**Jobs:**
1 > From the comment thread about EA, quote the part that opens with the words containing "Thinking Commander Keen" and closes with "find pretty annoying.".
2 > According to the comment thread about EA, what is sports gambling guaranteed to result in?

**Selected passage:**
────────────────

It's a shame, it was a great game with a fantastic campaign. I have a few hundred hours in the multiplayer too.
(RIP Westwood Studios)
It has not aged well. But at the time was amazing.
Thinking Commander Keen → Wolfenstein 3D → Doom → Quake kind of things.
(Sure there were always expansion packs or similar, but often done by other studios and more of a primitive DLC (Doom II, etc). But Warcraft → Warcraft 2 → Starcraft → Warcraft III was way more of a jump than the various Halos, say.)
It's hard to imagine what you mean here: a holder of shares cannot sell them unless they find someone willing to buy.
Not being able to participate in a private company’s growth is something I find pretty annoying.
For myself but also for society.
Plenty of ways to invest in private companies. You just need wealth and connections.
That’s exactly the problem I’m talking about. Public companies create more equality.
Also, we already let people engage in sports gambling (which is guaranteed to result in a net loss) and cryptocurrency speculation, (which is a zero sum game). I'd rather give people more options to invest in financial instruments that at least in theory have the potential to be positive sum, since we're not going to ban either of the other two any time soon.
the premium paid over the market price takes that into account.
if the new buyers think the old owners have a lower expectation of future earnings than them, then the buy makes sense.
From the other comments about EA's games, it's not like EA is that special of a company. There's always going to be some other company (not necessarily an AAA-games maker) worth putting your capital in and end up doing as well as what the hypothetical EA could do if it were not taken private. (Obviously finding such market-outperformer isn't easy but by the same argument I'm not convinced that EA would be obviously that outperformer either.)

────────────────

**Dataset content:**
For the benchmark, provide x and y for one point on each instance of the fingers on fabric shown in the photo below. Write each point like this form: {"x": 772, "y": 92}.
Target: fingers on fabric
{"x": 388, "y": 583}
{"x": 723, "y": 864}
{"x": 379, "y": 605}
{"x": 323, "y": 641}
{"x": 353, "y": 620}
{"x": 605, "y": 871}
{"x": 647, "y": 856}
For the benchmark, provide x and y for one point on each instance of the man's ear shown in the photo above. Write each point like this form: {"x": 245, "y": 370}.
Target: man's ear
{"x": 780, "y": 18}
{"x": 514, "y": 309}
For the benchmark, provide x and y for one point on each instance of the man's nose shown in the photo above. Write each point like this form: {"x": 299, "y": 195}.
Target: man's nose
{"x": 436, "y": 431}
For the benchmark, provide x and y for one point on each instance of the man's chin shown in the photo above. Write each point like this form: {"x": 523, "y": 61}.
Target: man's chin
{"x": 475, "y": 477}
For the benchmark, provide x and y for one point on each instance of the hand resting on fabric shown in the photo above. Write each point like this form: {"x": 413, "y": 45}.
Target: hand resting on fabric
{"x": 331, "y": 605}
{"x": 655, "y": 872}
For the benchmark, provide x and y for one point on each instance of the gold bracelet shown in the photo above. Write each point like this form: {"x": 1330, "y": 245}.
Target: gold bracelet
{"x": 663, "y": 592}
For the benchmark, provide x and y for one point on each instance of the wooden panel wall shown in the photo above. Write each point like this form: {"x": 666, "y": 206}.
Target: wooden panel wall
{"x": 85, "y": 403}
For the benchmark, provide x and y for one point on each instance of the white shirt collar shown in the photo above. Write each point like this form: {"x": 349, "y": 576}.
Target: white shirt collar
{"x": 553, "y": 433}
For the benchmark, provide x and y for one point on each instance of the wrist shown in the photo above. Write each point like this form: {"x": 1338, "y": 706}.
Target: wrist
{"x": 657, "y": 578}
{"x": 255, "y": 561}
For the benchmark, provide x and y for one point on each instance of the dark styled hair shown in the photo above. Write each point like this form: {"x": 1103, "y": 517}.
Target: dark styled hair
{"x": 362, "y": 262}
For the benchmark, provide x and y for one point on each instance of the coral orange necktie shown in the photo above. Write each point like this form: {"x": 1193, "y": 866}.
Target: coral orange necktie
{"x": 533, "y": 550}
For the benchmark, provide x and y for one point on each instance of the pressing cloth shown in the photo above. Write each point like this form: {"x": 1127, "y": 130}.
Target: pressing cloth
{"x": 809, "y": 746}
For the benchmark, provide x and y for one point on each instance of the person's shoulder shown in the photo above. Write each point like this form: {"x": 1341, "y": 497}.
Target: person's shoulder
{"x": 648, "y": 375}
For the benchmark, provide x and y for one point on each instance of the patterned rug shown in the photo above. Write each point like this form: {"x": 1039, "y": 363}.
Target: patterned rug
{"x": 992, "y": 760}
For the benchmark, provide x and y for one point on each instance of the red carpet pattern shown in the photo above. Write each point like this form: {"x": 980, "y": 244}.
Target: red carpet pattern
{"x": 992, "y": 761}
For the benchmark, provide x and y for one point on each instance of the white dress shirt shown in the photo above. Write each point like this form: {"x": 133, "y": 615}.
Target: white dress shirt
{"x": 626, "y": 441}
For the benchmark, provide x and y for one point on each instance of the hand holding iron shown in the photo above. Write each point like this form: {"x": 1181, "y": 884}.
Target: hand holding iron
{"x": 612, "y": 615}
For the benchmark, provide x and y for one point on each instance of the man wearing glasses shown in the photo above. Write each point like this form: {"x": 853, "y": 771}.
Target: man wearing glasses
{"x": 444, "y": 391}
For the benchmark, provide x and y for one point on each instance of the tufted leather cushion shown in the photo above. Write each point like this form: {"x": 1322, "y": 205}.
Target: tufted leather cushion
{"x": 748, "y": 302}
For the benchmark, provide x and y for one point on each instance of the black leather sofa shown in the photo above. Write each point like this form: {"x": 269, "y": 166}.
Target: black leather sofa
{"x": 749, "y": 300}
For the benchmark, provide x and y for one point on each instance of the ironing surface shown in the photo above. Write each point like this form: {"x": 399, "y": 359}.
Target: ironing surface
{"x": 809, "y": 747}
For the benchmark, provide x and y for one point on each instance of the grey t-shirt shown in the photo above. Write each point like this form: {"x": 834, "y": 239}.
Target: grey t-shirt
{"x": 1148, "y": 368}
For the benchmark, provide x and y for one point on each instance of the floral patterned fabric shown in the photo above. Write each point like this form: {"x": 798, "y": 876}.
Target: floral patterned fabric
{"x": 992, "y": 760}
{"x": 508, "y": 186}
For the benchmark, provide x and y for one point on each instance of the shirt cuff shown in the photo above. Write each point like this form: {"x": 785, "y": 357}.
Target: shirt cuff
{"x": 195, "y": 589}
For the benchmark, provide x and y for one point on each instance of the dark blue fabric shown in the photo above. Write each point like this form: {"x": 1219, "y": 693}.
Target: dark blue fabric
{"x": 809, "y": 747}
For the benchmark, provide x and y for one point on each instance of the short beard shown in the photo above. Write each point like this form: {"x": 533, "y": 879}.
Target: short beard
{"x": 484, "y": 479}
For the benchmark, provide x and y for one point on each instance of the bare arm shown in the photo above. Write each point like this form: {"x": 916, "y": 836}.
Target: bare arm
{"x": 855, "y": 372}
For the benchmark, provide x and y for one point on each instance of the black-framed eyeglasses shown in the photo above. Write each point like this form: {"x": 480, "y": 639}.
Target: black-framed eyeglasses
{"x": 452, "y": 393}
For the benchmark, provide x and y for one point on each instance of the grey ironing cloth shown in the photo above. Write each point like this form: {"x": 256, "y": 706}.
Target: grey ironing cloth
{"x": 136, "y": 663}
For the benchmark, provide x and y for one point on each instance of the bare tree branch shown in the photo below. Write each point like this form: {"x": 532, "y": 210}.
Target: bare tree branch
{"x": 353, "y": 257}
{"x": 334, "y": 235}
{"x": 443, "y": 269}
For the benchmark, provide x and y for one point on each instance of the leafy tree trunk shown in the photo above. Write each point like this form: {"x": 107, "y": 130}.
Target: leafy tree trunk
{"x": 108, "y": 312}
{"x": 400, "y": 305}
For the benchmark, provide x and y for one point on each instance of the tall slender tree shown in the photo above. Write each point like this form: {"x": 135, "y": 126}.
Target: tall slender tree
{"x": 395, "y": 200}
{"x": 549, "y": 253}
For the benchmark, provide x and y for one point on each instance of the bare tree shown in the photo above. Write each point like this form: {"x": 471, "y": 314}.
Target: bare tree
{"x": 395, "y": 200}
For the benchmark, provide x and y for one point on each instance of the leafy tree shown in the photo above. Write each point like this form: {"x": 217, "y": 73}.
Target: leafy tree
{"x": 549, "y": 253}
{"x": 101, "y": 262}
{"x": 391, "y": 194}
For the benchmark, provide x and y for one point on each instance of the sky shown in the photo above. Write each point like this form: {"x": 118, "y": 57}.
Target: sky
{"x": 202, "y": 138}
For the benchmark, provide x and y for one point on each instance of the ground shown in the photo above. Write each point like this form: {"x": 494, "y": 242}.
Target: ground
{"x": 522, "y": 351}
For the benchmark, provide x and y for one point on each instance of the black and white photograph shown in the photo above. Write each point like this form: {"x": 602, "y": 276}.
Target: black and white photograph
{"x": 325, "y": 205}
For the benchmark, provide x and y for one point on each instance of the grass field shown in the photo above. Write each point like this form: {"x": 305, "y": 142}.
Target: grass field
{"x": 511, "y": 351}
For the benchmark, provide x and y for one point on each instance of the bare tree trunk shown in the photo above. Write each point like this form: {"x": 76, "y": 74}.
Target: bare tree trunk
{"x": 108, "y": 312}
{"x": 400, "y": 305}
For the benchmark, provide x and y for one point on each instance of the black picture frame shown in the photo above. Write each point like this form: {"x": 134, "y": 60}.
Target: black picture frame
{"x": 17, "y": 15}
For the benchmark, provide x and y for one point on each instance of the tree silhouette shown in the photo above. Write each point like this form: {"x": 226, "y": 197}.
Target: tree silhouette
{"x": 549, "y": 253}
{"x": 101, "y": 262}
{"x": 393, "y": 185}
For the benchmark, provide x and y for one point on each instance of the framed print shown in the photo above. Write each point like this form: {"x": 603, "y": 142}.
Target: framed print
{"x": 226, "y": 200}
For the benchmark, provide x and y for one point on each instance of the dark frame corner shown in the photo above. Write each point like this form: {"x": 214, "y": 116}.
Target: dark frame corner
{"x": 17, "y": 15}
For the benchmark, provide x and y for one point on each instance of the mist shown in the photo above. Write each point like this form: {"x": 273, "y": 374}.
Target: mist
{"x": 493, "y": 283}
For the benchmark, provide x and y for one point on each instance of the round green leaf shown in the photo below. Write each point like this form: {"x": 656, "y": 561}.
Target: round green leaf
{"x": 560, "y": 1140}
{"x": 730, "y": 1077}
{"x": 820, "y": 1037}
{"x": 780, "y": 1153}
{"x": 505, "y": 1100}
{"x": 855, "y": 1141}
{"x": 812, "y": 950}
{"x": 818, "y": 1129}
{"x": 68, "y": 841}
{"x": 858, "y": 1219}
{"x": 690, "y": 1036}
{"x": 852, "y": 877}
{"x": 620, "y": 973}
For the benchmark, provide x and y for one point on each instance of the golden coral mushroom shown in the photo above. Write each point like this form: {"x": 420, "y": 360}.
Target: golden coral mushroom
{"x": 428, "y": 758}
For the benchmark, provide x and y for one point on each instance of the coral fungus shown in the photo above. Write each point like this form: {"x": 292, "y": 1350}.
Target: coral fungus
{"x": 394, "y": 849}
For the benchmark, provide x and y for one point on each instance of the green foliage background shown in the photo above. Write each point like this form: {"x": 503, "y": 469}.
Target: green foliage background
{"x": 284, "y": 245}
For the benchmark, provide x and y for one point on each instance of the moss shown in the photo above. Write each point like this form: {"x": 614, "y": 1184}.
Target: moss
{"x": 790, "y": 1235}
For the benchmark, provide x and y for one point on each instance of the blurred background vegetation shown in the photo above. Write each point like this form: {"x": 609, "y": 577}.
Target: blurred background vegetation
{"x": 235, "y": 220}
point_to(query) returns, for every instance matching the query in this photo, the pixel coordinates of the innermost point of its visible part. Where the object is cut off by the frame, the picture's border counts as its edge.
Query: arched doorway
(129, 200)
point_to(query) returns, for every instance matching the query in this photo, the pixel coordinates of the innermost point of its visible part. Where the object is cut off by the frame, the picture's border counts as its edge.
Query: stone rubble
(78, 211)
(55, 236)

────────────────

**Task answers:**
1 >
Thinking Commander Keen → Wolfenstein 3D → Doom → Quake kind of things.
(Sure there were always expansion packs or similar, but often done by other studios and more of a primitive DLC (Doom II, etc). But Warcraft → Warcraft 2 → Starcraft → Warcraft III was way more of a jump than the various Halos, say.)
It's hard to imagine what you mean here: a holder of shares cannot sell them unless they find someone willing to buy.
Not being able to participate in a private company’s growth is something I find pretty annoying.

2 > A net loss.